====== Texto de la página
Sigue la entrevista al vendedor de cocadas que se parece a alguien de la Selección. En seguida, la nota que hicieron en casa de otro jugador; corte a un grupo vallenato que improvisa canciones sobre el equipo, que cuánto es el marcador para el partido. Ahora están en la cancha polvorienta donde inició la carrera otro jugador. Así se consume media hora de nada y se empieza a escribir la crónica de una muerte anunciada.
A minutos del pitazo inicial, las matemáticas: que si este marca y el otro no, Colombia sube del puesto 5 al 2. Pero si pierde y el otro empata que se mantiene aunque todo depende del gol diferencia...
Inicia el partido. El juego no va como se planteó o como muchos esperaban. Colombia juega mal y Paraguay con su "Garra Guaraní" (que no es otra cosa sino dar pata a diestra y siniestra) no lo hace más fácil.
============
====== Filas
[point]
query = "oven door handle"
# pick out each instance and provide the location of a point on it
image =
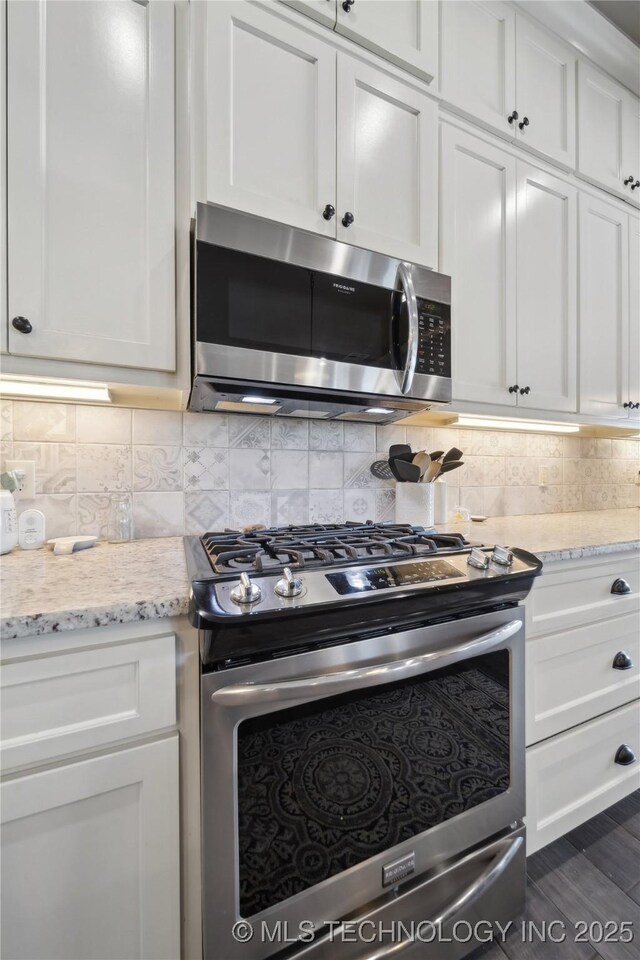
(312, 688)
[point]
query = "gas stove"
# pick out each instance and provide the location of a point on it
(272, 591)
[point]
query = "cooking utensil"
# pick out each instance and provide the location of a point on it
(400, 451)
(406, 471)
(381, 470)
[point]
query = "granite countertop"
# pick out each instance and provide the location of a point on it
(147, 579)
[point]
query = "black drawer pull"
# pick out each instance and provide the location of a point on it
(622, 661)
(620, 587)
(625, 755)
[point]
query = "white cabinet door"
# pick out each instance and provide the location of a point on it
(403, 31)
(634, 317)
(91, 218)
(91, 860)
(477, 60)
(600, 121)
(324, 11)
(387, 164)
(545, 93)
(478, 250)
(546, 281)
(604, 308)
(271, 117)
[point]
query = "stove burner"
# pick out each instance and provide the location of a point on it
(272, 549)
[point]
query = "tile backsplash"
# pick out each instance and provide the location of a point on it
(191, 472)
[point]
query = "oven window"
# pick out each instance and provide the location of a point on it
(325, 786)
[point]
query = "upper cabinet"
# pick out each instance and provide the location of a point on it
(508, 238)
(510, 75)
(403, 31)
(354, 155)
(608, 133)
(91, 217)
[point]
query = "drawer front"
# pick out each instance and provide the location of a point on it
(84, 699)
(574, 776)
(571, 676)
(581, 593)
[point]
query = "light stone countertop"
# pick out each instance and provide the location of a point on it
(147, 579)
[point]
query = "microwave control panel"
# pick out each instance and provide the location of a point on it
(434, 338)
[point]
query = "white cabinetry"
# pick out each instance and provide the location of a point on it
(514, 339)
(89, 802)
(403, 31)
(608, 133)
(604, 309)
(373, 157)
(91, 217)
(583, 692)
(509, 74)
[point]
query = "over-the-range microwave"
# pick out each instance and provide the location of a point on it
(292, 324)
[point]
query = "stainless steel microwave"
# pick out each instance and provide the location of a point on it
(292, 324)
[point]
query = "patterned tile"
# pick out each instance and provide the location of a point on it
(103, 468)
(289, 435)
(206, 512)
(157, 468)
(249, 469)
(158, 514)
(245, 431)
(103, 425)
(325, 469)
(325, 435)
(44, 421)
(248, 507)
(205, 429)
(289, 469)
(157, 427)
(289, 506)
(55, 465)
(326, 506)
(360, 505)
(206, 468)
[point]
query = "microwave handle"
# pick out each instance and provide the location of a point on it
(345, 681)
(406, 282)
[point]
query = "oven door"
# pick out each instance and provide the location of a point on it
(341, 777)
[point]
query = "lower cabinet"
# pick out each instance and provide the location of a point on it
(90, 858)
(582, 694)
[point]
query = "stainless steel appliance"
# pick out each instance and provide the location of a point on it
(288, 323)
(362, 738)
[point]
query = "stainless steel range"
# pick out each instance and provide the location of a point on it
(362, 741)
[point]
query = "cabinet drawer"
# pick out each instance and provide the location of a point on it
============
Ejercicios:
1: Según el texto de la página, ¿de qué puesto a qué puesto subiría Colombia en las cuentas que se hacen antes del pitazo inicial?
2: Reproduce del texto de la página el fragmento que comienza con "Sigue la entrevista" y continúa hasta "una muerte anunciada.", ambos incluidos.

Soluciones completas:
1: Del puesto 5 al 2.

2:
Sigue la entrevista al vendedor de cocadas que se parece a alguien de la Selección. En seguida, la nota que hicieron en casa de otro jugador; corte a un grupo vallenato que improvisa canciones sobre el equipo, que cuánto es el marcador para el partido. Ahora están en la cancha polvorienta donde inició la carrera otro jugador. Así se consume media hora de nada y se empieza a escribir la crónica de una muerte anunciada.